• _What you need to do_
#1 Answer these from the text on María Edwards, one answer per line, marked like the questions:
(a) In what city was she born?
(b) In what year did she marry Guillermo Errázuriz Vergara?
(c) In what country was their daughter María Angélica born?
#2 Repeat word for word the part of the text on María Edwards from "In 1922, Guillermo" up to and including "divorced soon afterwards.".
#3 Carry on the text on María Edwards, starting after its last sentence.

• _Text_
*****

María Edwards McClure de Errázuriz (11 December 1893 – 8 June 1972), known as María Edwards and Marie Errázuriz, was a Chilean social worker, nurse and member of the French Resistance. She is known for co-founding the Hôpital Rothschild resistance network which saved the lives of Jewish children in Nazi occupied Paris.

== Early life==
María Edwards McClure was born on 11 December 1893 in Santiago, to María Luisa McClure Ossandón and Agustín Edwards Ross, a politician, businessperson and member of the Edwards family. Edwards was the youngest of nine children, and was raised in a devoutly Catholic family. Edwards was the granddaughter of Juana Ross Edwards, a philanthropist, and Agustín Edwards Ossandón, a businessperson, mining entrepreneur, banker and politician.

In 1913, Edwards married Guillermo Errázuriz Vergara, a diplomat and member of the Vergara family.

== Paris ==
Guillermo's work took the couple to England, where in 1917 their daughter María Angélica Errázuriz (1917–1965) was born. The family were later posted to Paris.

In 1922, Guillermo committed suicide. In 1926, Edwards married Jacques Feydeau, a French writer and son of Georges Feydeau. Edwards and Feydeau divorced soon afterwards.

*****

• _Data extracts_
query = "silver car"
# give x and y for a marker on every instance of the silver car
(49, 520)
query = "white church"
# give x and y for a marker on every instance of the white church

*****

• _Task-by-task outputs_
#1
(a) Santiago
(b) 1913
(c) England

#2
In 1922, Guillermo committed suicide. In 1926, Edwards married Jacques Feydeau, a French writer and son of Georges Feydeau. Edwards and Feydeau divorced soon afterwards.

#3
During the German occupation of Paris, she worked as a volunteer nurse at the Hôpital Rothschild. While working there, she joined the French Resistance, and helped, many times by risking her own life, rescue Jewish children who had been separated from their parents and were slated to be sent to their death in concentration camps . She was arrested, interrogated and tortured several times by the Gestapo, but was able to escape death thanks to her background and diplomatic connections.

== Legacy ==
On 2 September 1953, Edwards was awarded the Legion d'Honneur for bravery in France.

In 2005, Edwards was posthumously awarded Righteous Among The Nations for her work saving Jewish children.

In 2017, Parvis Claire-Heyman-et-Maria-Errazuriz Square in Paris was named in honour of Edwards and Claire Heyman.

== Personal life ==
In 1960, Edwards permanently returned to Chile to retire from public life. On 8 June 1972, Edwards died in Santiago aged 78.